Work instructions >>
From the first line of the data below through the line holding "Q: Locate the stone in", write out each line exactly as it stands.

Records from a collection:
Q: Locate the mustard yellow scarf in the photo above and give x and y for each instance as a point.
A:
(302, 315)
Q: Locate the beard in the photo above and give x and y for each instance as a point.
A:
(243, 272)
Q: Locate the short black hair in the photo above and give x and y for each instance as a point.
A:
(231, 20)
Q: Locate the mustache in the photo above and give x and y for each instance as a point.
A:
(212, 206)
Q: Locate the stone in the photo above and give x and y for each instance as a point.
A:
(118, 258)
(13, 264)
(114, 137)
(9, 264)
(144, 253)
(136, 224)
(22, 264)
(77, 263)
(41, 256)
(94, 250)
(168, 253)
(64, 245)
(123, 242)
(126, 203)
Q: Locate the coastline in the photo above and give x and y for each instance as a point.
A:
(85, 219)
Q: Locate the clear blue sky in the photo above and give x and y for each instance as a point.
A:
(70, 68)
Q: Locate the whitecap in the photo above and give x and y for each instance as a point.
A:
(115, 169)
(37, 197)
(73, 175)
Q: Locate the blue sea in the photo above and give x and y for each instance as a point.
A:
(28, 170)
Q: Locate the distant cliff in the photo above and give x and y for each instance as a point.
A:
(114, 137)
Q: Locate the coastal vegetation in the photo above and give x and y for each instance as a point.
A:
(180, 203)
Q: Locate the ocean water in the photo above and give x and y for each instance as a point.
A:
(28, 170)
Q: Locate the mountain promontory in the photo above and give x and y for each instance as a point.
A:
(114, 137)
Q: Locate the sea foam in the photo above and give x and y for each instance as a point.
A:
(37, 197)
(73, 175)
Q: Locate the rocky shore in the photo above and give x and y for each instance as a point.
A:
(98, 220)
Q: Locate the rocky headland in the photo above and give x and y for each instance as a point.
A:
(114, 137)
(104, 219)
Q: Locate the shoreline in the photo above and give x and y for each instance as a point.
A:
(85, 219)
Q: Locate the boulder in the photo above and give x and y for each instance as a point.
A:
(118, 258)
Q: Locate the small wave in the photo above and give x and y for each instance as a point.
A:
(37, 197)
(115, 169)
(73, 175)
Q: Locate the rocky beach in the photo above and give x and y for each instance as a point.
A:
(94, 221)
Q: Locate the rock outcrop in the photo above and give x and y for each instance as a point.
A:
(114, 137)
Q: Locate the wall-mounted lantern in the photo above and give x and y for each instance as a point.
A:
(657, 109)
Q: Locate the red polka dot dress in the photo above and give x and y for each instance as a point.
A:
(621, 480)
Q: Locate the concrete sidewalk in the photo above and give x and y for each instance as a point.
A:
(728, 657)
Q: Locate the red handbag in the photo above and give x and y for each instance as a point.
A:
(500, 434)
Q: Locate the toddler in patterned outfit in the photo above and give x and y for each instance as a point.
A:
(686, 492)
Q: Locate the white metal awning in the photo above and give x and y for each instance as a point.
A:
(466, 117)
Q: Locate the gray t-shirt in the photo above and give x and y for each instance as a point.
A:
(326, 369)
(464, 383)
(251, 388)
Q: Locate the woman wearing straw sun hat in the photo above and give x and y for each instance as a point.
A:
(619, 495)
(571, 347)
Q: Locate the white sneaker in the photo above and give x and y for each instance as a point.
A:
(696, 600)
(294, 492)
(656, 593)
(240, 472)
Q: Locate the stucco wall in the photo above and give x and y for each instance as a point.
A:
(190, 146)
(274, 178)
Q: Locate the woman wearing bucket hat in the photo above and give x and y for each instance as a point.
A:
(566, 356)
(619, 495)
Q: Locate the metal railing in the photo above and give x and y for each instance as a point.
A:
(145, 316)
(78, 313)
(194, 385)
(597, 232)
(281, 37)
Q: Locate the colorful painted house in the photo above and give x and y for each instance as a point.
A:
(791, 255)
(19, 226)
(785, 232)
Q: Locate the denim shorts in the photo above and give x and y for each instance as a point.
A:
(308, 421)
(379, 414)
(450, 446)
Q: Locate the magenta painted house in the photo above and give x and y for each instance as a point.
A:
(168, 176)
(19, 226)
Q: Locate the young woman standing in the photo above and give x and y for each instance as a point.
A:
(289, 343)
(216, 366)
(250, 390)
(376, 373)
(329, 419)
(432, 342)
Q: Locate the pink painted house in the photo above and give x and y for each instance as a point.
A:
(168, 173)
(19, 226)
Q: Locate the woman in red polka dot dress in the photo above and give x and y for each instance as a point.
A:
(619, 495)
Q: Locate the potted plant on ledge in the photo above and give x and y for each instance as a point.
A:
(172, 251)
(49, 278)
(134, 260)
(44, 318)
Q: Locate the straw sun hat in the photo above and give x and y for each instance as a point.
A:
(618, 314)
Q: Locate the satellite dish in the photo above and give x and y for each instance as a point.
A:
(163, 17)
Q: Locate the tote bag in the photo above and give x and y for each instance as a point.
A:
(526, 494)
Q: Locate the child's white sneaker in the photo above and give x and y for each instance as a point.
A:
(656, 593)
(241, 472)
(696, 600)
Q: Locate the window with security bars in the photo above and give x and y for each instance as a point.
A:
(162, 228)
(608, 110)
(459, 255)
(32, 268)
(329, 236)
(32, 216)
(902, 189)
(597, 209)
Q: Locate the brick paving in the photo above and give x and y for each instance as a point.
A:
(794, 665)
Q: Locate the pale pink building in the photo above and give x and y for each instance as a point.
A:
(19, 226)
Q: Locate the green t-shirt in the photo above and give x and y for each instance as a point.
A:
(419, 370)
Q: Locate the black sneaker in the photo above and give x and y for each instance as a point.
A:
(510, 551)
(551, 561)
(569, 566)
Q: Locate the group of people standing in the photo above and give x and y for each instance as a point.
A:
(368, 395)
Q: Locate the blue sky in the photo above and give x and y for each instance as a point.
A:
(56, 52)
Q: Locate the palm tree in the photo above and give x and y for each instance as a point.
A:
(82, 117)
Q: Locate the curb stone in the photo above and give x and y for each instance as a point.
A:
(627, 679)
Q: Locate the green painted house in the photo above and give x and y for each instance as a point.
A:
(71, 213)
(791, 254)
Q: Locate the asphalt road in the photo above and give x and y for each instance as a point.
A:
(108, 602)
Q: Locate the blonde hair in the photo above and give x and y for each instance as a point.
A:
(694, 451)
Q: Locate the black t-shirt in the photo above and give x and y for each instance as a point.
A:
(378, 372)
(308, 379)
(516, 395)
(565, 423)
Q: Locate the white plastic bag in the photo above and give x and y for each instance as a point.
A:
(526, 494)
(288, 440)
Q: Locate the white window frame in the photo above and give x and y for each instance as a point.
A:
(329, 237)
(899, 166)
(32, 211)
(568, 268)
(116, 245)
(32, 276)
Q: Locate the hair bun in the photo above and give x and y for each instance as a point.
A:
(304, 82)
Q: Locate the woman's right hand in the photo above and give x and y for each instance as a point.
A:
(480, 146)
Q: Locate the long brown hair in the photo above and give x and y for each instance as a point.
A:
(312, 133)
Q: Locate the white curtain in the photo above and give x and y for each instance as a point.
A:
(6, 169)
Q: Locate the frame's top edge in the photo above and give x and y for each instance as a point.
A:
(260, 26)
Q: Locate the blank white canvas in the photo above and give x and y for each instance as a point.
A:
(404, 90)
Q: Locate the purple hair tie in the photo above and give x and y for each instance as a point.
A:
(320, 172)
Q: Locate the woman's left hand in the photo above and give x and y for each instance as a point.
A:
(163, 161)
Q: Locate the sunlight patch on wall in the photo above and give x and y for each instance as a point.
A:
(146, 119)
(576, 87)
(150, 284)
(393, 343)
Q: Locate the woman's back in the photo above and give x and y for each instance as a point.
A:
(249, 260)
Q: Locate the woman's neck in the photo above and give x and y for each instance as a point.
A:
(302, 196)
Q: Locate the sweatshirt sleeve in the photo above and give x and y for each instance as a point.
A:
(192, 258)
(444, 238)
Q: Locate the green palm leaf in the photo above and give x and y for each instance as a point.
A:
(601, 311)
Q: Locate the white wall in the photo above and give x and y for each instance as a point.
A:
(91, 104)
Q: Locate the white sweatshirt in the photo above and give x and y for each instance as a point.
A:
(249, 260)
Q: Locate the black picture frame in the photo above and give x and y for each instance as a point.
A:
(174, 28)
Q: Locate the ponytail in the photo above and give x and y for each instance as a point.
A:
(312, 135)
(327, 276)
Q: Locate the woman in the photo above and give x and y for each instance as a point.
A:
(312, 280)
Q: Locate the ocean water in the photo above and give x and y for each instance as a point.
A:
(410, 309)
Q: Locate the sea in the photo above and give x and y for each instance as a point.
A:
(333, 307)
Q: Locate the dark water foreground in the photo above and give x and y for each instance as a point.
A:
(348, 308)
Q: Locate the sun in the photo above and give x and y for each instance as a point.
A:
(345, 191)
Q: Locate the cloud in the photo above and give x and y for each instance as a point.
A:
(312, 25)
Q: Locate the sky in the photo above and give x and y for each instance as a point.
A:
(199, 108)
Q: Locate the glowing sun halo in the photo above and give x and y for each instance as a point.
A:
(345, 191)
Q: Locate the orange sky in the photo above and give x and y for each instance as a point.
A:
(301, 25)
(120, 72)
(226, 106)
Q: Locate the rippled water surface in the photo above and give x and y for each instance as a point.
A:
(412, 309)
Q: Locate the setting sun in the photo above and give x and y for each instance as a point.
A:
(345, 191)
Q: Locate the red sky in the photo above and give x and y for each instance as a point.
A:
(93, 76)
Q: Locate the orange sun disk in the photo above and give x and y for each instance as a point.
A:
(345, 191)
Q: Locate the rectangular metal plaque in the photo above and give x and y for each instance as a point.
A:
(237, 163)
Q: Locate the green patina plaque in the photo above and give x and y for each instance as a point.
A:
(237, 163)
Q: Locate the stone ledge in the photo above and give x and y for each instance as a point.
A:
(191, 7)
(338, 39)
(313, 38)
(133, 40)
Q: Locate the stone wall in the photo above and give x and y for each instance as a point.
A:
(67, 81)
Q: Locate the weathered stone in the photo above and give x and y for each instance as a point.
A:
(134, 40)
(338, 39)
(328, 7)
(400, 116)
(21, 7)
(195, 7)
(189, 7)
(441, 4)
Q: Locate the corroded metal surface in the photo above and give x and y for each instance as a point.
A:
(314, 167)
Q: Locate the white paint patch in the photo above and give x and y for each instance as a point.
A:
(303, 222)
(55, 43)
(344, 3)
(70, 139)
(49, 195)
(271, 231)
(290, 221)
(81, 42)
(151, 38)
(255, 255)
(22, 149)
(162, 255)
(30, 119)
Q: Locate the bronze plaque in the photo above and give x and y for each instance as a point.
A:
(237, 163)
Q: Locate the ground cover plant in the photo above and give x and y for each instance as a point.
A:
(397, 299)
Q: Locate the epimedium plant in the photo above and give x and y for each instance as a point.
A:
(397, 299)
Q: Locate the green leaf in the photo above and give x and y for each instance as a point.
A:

Solution for this problem >>
Q: Locate the mustard yellow scarf in the photo above and give x and y for each instance as a point.
A:
(302, 315)
Q: Locate the beard in the photo above and give x and y for each instance as a point.
A:
(243, 272)
Q: Locate the short black hair in the photo above and give x and y for each instance as a point.
A:
(231, 20)
Q: Locate the mustache in the photo above and give x and y for each instance as a point.
A:
(212, 206)
Q: Locate the stone in the photo above and give x and y for each instance as a point.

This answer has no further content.